▶ [FRAGMENTO SELECCIONADO]
+-------+
La vivienda popular, de la marginación a la ciudadanía (Parte I) / por Jordi Borja
Nota introductoria (( Este trabajo tiene su origen en un texto destinado a una obra colectiva coordinada por Alfredo Rodríguez y Ana Sugranyes; “Con suburbios y sin derechos. La situación del derecho a la vivienda adecuada en Chile” (Corporación Sur, Santiago de Chile, 2015). Esta versión ha sido modificada y ampliada por lo que se puede considerar original. ))
La vivienda es algo más que la vivienda. Es el lugar de convivir, de reproducir la fuerza de trabajo y de construcción de lazos afectivos. La vivienda es también una de las condiciones para acceder de facto a la ciudadanía. La vivienda urbana es algo más, o algo menos, que una vivienda. Algo más pues la vivienda urbana formal, integrada en el tejido ciudadano, que vive en un entorno con otras viviendas similares, con servicios básicos propios de la ciudad, con comercios y espacios de usos colectivos, con transportes, escuelas, servicios de salud, etc.
El habitante una persona igual, reconocida por los otros, visible, que forma parte de una “comunidad”, del vecindario, del barrio, de la ciudad. Todos tienen derecho a no avergonzarse de donde viven1 . Para muchos habitantes la vivienda es algo menos que una vivienda. La marginalidad territorial que es a su vez social genera una dinámica excluyente: dificultades formativas, vivir en un medio humano que comparte déficits de todo tipo; falta de relaciones con gentes distintas que pueden proporcionar pistas, contactos, informaciones y recomendaciones; sentirse excluído de los medios profesionales, académicos, culturales. El habitante en estos casos no puede ejercer de ciudadano, su status formal (si lo tiene) no puede ejercerlo.
¿El derecho humano a la vivienda es un derecho?
En nuestra cultura actual se da por obvio que todo el mundo tiene un derecho a la vivienda. Pero para muchos no lo es. Lo proclaman declaraciones de Naciones Unidas, Constituciones de países de América y Europa, Foros y Asambleas de autoridades locales y de organizaciones sociales. Pero las leyes y las prácticas jurídicas y las políticas públicas no consideran este derecho como ejercitable, no se reglamentan, se mantiene intocable el código de derecho civil, no se aplica ni se exige a jueces y a gobernantes aunque lo consideren un derecho. Es lo que se denomina “derecho programático”, para que sea real depende de las políticas públicas y del mercado y solo tiene acceso a materializar este derecho o si tienen una demanda solvente o forman parte de una clientela política.
En realidad es un privilegio, no un derecho. Este teórico derecho queda anulado por la legislación y la judicatura que protegen ante todo el derecho de la propiedad. El suelo urbano es principalmente de propiedad privada, la promoción y construcción de viviendas está en manos de las empresas privadas (excepto programas sociales destinados a algunos sectores de muy bajos ingresos) y el financiamiento a cargo de los bancos. El suelo es objeto de especulación, las viviendas más o menos dignas son mercancías en vez de bienes accesibles a todos, los sectores bajos y medios deben endeudarse con los bancos y en períodos de crisis los desahucios son masivos. Los gobiernos anuncian o intentan promover políticas públicas que en el mejor de los casos se quedan a medio camino. Cuando se actúa en las áreas centrales o cualificadas el mercado genera la gentrificación y cuando se desarrollan intervenciones públicas y masivas de vivienda social se crean zonas de exclusión.
+-------+
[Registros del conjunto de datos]
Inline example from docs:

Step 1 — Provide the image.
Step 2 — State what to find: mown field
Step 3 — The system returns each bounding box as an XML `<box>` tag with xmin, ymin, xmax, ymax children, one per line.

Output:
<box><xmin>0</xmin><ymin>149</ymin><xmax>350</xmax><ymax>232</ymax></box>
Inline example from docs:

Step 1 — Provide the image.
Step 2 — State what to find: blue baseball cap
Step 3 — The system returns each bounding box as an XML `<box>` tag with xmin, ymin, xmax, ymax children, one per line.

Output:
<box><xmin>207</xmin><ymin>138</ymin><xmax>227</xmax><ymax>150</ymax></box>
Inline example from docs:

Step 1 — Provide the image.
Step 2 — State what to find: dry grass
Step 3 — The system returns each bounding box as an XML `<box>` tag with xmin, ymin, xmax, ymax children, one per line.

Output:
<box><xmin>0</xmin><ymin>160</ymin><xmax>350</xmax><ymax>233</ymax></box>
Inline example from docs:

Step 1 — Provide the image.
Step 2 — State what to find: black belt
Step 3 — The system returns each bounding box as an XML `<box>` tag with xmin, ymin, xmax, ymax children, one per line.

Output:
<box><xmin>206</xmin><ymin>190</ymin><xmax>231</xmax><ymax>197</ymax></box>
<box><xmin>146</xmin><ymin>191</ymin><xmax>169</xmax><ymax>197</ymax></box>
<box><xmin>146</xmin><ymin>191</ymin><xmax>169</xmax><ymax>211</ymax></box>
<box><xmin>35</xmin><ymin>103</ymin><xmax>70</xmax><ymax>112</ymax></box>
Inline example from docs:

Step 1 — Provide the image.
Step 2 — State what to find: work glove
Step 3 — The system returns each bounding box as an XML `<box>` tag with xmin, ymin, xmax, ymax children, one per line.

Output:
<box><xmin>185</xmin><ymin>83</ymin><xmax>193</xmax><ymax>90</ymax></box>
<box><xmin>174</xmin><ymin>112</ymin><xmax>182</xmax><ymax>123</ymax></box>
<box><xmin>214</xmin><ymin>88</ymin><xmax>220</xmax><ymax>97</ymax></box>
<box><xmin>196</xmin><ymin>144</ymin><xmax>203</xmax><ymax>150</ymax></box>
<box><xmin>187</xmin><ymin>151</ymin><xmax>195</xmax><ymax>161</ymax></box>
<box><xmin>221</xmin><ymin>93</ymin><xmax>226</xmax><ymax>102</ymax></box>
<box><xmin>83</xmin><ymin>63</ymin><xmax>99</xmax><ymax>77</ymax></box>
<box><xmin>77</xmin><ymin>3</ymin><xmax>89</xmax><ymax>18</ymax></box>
+-------+
▶ [INSTRUCCIONES]
1. En el texto sobre la vivienda popular, ¿qué nombre recibe el derecho que, para hacerse real, depende de las políticas públicas y del mercado?
2. Prolonga el texto sobre la vivienda popular a partir del punto en que se interrumpe.
Los datos no desempeñan ningún papel en esto.

▶ [RESPUESTAS EN ORDEN]
1. Se denomina "derecho programático".

2.
Las Cartas de derechos, incluso cuando son ratificadas por los Estados (empezando por la Carta de derechos humanos de NN.UU. de 1948), no tienen fuerza impositiva y lo mismo los artículos de las Constituciones que proclaman el derecho a la vivienda y la función social de la propiedad. Ciertamente sirven para legitimar las demandas sociales. Es un argumento importante para reivindicar el derecho y conseguir a veces que se promuevan los cambios legislativos y se implementen las políticas públicas que hagan más o menos facilitar el ejercicio de este derecho.
Las Cartas de Derechos dan la razón, no la fuerza para aplicarla. Pero hace más difícil a los poderes políticos y económicos oponerse radicalmente a derechos legitimados pero no legalizados del todo.2 Añadir “derecho humano” es un calificativo que refuerza el derecho pues conlleva una exigencia moral, un valor reconocido en nuestra cultura desde las revoluciones democráticas del siglo XVIII (Francia y Estados Unidos) y en menor grado, pero cada día más tenida en cuenta la Carta Magna de Inglaterra (1215), la tradición de los “commons” (los derechos y bienes comunes) y la larga tradición de los movimientos asociativos populares y la influencia de los “niveladores”. Creo pertinente tener en cuenta estas dos líneas históricas de derechos. Las revoluciones del siglo XVIII fueron nacionales (el derecho de los pueblos) y reconocieron los derechos individuales.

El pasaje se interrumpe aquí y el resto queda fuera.